### Exercise details
Write out the data word for word, from its first line through the line containing "[3,46,79,54]", including that line.

BEGIN Entries supplied

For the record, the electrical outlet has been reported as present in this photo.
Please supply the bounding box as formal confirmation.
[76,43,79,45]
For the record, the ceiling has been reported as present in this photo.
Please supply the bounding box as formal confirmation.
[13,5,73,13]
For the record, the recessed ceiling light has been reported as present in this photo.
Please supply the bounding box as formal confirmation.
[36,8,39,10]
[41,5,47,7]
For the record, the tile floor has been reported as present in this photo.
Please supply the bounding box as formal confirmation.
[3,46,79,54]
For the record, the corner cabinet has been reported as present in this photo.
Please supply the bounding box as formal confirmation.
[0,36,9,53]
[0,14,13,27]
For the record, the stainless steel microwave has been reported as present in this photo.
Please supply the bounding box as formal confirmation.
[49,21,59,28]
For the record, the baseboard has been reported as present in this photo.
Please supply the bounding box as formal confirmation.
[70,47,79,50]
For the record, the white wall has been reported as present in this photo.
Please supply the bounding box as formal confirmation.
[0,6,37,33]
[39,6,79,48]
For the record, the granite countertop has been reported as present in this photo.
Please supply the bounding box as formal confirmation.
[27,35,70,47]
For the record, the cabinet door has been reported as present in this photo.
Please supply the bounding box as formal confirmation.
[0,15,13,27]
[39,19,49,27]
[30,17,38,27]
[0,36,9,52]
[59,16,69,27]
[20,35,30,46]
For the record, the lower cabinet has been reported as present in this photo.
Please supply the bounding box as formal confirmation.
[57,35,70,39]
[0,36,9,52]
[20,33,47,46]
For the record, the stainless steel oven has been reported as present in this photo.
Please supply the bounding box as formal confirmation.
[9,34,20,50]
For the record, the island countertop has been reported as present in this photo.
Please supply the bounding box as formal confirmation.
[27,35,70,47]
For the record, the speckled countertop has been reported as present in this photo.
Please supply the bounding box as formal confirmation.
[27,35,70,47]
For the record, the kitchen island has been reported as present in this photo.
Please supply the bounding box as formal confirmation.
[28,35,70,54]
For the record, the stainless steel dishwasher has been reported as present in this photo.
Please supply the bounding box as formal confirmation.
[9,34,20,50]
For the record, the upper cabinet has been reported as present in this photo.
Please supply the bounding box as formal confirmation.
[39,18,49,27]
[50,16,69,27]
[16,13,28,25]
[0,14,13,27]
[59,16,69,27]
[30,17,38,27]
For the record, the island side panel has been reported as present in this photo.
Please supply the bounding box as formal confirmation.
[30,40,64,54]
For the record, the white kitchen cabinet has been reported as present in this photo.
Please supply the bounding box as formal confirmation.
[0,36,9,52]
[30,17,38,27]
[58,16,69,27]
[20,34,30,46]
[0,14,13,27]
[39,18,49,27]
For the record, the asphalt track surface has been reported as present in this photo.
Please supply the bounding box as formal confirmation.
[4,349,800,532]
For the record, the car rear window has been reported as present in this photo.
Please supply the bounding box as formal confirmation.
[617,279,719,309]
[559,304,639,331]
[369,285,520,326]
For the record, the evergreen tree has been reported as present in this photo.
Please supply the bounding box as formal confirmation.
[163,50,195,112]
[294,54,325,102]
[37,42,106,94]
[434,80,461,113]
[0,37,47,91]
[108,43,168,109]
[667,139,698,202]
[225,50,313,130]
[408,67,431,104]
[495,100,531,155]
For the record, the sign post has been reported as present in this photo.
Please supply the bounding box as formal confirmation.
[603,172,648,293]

END Entries supplied

### Exercise result
For the record, the electrical outlet has been reported as present in this photo.
Please supply the bounding box as formal confirmation.
[76,43,79,45]
For the record, the ceiling has been reported as present in this photo.
Please supply the bounding box as formal confirmation.
[13,5,73,13]
For the record, the recessed ceiling light has been reported as present in this photo.
Please supply the bounding box as formal confirmation.
[36,8,39,10]
[41,5,47,7]
For the record, the tile floor has been reported as present in this photo.
Please supply the bounding box as formal confirmation.
[3,46,79,54]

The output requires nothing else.